━━━━━ Source material
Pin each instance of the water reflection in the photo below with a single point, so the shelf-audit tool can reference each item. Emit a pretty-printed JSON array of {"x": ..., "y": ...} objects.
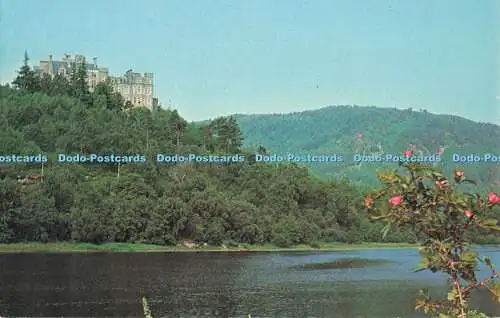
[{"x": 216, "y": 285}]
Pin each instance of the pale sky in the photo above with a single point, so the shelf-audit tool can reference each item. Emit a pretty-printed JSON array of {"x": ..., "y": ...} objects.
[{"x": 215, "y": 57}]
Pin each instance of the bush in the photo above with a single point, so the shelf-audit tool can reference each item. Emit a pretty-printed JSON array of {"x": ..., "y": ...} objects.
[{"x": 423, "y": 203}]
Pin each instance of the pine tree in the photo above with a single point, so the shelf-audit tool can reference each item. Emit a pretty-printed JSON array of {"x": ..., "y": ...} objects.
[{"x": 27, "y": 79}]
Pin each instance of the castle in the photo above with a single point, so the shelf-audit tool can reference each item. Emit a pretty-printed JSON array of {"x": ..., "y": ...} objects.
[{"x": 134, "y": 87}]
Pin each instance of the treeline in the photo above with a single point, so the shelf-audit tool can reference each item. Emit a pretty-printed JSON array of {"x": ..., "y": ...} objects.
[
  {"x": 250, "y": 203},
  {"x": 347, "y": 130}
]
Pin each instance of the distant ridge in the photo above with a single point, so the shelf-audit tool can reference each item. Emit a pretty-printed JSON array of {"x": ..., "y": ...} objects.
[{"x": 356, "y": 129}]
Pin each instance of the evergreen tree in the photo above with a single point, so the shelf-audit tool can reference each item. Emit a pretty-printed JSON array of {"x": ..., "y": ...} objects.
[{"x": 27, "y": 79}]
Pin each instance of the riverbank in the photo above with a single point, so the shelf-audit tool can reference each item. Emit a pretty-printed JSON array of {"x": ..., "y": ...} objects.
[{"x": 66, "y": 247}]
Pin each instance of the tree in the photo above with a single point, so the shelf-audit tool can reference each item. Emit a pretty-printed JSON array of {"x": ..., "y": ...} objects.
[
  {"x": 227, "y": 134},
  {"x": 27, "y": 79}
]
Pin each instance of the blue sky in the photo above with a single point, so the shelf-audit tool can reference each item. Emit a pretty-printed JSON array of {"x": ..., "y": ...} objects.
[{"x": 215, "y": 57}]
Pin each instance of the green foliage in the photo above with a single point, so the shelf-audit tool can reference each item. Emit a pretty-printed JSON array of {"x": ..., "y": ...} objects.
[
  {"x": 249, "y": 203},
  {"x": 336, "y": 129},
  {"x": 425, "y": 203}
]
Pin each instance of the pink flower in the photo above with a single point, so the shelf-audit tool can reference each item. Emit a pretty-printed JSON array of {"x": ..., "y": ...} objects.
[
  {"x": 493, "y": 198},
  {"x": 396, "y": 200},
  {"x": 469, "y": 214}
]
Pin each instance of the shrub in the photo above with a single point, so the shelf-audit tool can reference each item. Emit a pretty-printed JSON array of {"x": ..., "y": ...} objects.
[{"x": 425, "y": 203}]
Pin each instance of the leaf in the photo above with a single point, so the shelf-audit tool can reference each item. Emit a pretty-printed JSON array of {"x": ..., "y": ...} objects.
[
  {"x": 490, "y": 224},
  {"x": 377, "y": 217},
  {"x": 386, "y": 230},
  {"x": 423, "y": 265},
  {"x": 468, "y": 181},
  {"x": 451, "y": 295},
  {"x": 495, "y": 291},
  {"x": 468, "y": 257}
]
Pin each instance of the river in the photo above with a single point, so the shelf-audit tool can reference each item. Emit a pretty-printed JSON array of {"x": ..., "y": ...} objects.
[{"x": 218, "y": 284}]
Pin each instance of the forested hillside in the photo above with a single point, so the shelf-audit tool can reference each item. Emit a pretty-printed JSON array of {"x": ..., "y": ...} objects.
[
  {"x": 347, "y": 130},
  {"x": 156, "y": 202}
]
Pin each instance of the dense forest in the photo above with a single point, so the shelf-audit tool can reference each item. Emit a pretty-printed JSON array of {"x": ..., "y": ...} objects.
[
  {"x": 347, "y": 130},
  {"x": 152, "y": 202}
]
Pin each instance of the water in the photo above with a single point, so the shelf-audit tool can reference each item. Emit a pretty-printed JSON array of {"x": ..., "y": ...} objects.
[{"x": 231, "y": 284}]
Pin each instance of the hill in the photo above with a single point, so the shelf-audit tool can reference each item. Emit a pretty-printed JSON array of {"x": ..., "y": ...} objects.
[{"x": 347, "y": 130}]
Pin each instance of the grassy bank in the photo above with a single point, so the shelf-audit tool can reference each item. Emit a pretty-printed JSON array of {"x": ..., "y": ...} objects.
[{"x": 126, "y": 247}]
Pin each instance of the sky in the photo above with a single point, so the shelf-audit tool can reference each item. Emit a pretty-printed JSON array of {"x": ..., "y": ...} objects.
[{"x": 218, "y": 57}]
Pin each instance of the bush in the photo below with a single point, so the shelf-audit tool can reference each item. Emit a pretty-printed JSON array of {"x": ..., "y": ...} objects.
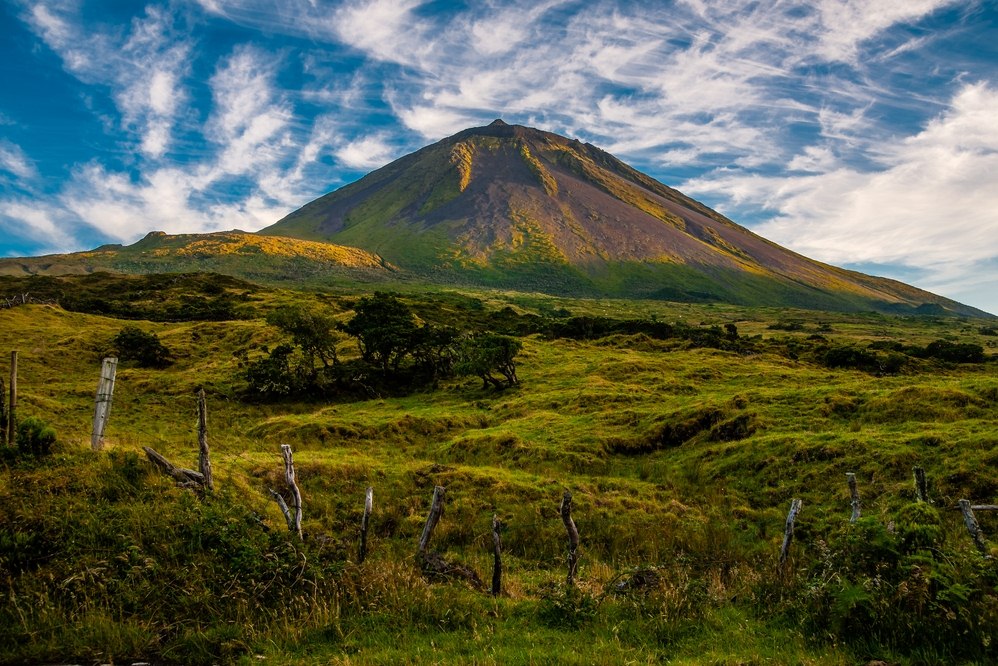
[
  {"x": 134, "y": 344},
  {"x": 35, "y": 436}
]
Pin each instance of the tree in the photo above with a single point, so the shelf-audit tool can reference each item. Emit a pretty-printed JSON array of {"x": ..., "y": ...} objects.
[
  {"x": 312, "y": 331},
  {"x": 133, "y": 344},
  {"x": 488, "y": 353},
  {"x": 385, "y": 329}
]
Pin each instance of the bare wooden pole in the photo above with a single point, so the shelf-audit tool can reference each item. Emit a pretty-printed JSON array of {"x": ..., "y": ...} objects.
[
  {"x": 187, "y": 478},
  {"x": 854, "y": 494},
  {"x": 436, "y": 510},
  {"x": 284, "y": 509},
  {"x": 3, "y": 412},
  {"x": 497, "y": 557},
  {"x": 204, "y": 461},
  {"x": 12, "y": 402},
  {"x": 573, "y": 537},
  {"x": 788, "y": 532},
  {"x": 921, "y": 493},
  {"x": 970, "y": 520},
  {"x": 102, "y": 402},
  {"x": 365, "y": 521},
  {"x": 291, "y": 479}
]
━━━━━━━━━━
## Task to complete:
Update all of the data above so that "shelf-audit tool" becomes "catalog tool" wherever it appears, with nothing else changed. Leave the pictures out.

## Solution:
Pin each instance of the water reflection in the photo below with a single point, so the catalog tool can reference each item. Emit a pretty-printed JSON array of {"x": ..., "y": ...} objects.
[{"x": 216, "y": 285}]
Pin each instance of the pale sky in the photo above with a single point, so the catalog tool can reference each item. Emit a pretty-printed JSON array of {"x": ..., "y": ...} objects.
[{"x": 215, "y": 57}]
Pin each instance of the bush in the photo above with a single point, so the catalog tool can reference each item. Emit a pretty-printed JSON array of {"x": ..., "y": ...} objects.
[{"x": 423, "y": 203}]
Pin each instance of the pine tree in the photo above with a single point, so the catalog tool can reference each item. Emit a pretty-printed JSON array of {"x": ..., "y": ...} objects.
[{"x": 27, "y": 79}]
Pin each instance of the castle in the photo above with a single point, so the catalog tool can reference each item. Emit a pretty-printed JSON array of {"x": ..., "y": ...} objects.
[{"x": 134, "y": 87}]
Pin each instance of the treeline in the photo above with a single point, so the catalog tool can reference each item. Emit a pretty-printed JSON array of {"x": ..., "y": ...} objects.
[
  {"x": 250, "y": 203},
  {"x": 347, "y": 130}
]
Pin each instance of the distant ridge in the photo above with a single point, so the catalog tool can reference each item. Emit a pretty-printed JSON array of {"x": ..., "y": ...} objects.
[{"x": 356, "y": 129}]
Pin each instance of the evergreen tree in the photo above with a single point, so the catalog tool can reference each item. Emit a pretty-printed JSON array of {"x": ..., "y": ...} objects.
[{"x": 27, "y": 79}]
Pin each instance of the riverbank in the photo above with a single point, so the catalog tool can reference each item. Emit a pretty-printed JSON array of {"x": ..., "y": ...} objects.
[{"x": 66, "y": 247}]
Pin each instance of the tree in the photo above with a single point, so the catalog tool can reference each item. Emit a pretty-printed JSON array of {"x": ..., "y": ...} objects.
[
  {"x": 227, "y": 134},
  {"x": 27, "y": 79}
]
Pin each instance of the blue sky in the photo above with a single point, so the catalog tool can reference each item. Emit a pretty-printed JSON array of {"x": ..., "y": ...} objects.
[{"x": 215, "y": 57}]
Pin each instance of the green foliage in the photo above with a single point, so the catalog tool can reference each item. Emit a pretty-printed JSON array of {"x": ..., "y": ...} objects.
[
  {"x": 249, "y": 203},
  {"x": 336, "y": 129},
  {"x": 425, "y": 203}
]
Pin each instance of the pink flower in the photo above with a single point, so the catalog tool can reference each item. Emit a pretty-printed JSON array of {"x": ..., "y": ...} objects.
[
  {"x": 493, "y": 198},
  {"x": 396, "y": 200},
  {"x": 469, "y": 214}
]
Pin each instance of the shrub in the photo above with a single point, so the catalog tool can reference each item. Emit a pretty-printed JSON array of {"x": ..., "y": ...} objects.
[{"x": 425, "y": 203}]
Pin each instance of the leaf in the photo above with a single point, so the catalog tool can reference each item. Emit a pretty-printed JSON array of {"x": ..., "y": ...} objects.
[
  {"x": 490, "y": 224},
  {"x": 377, "y": 217},
  {"x": 386, "y": 230},
  {"x": 423, "y": 265},
  {"x": 468, "y": 181},
  {"x": 451, "y": 295},
  {"x": 495, "y": 291},
  {"x": 468, "y": 257}
]
Pin each instance of the river in the photo above with a single point, so the catalog tool can reference each item. Emit a pretty-printed JSON array of {"x": ..., "y": ...} objects.
[{"x": 218, "y": 284}]
Pin each instance of the forested hillside in the photo above with a single point, so the catalog tool can reference each item. Emit a pretty-printed JSON array of {"x": ..., "y": ...} objects.
[
  {"x": 347, "y": 130},
  {"x": 156, "y": 202}
]
Pin each instance of the dense forest in the photo above with a single point, so the catalog tool can reference each item. Emit a pretty-printed JSON array of {"x": ..., "y": ...} objects.
[
  {"x": 347, "y": 130},
  {"x": 152, "y": 202}
]
Pin each instance of the water in the photo above with a single point, so the catalog tool can reference each item. Emit a pretty-printed JSON array of {"x": ..., "y": ...} objects.
[{"x": 231, "y": 284}]
Pin each instance of the hill in the photo above with a single point, so the catalog tool can reference each item. Emit a pretty-printed JSON array of {"x": ..., "y": ...} objects.
[{"x": 347, "y": 130}]
Pin each instance of the grassy bank in the photo above with a single point, so the catalog tool can reference each item. Emit a pretty-printed JSON array of {"x": ..., "y": ...} objects.
[{"x": 126, "y": 247}]
Pin each instance of the sky in the photo above with a single point, so the catalog tool can reference each item. Emit a pretty-printed JSON array of {"x": ..., "y": ...} objects.
[{"x": 218, "y": 57}]
Pin each instance of the bush in the photo below with a single point, so the catalog tool can reference each item. Emit a pretty-printed JSON array of {"x": ..., "y": ...} objects.
[
  {"x": 134, "y": 344},
  {"x": 35, "y": 436}
]
Pin each instance of the tree in the photo above with a single point, so the catalog tool can reference each item. Emit a pretty-printed JSON array of {"x": ..., "y": ...} objects.
[
  {"x": 312, "y": 331},
  {"x": 133, "y": 344},
  {"x": 488, "y": 353},
  {"x": 385, "y": 329}
]
Pin each instance of the bare wooden pole in the photo above with a single point, so the catalog tool can reference each item. Emit a pretty-printed JSON array of {"x": ..., "y": ...} objects.
[
  {"x": 187, "y": 478},
  {"x": 854, "y": 494},
  {"x": 436, "y": 510},
  {"x": 284, "y": 509},
  {"x": 3, "y": 412},
  {"x": 497, "y": 557},
  {"x": 204, "y": 461},
  {"x": 12, "y": 402},
  {"x": 573, "y": 537},
  {"x": 788, "y": 532},
  {"x": 921, "y": 493},
  {"x": 970, "y": 520},
  {"x": 102, "y": 402},
  {"x": 365, "y": 521},
  {"x": 291, "y": 479}
]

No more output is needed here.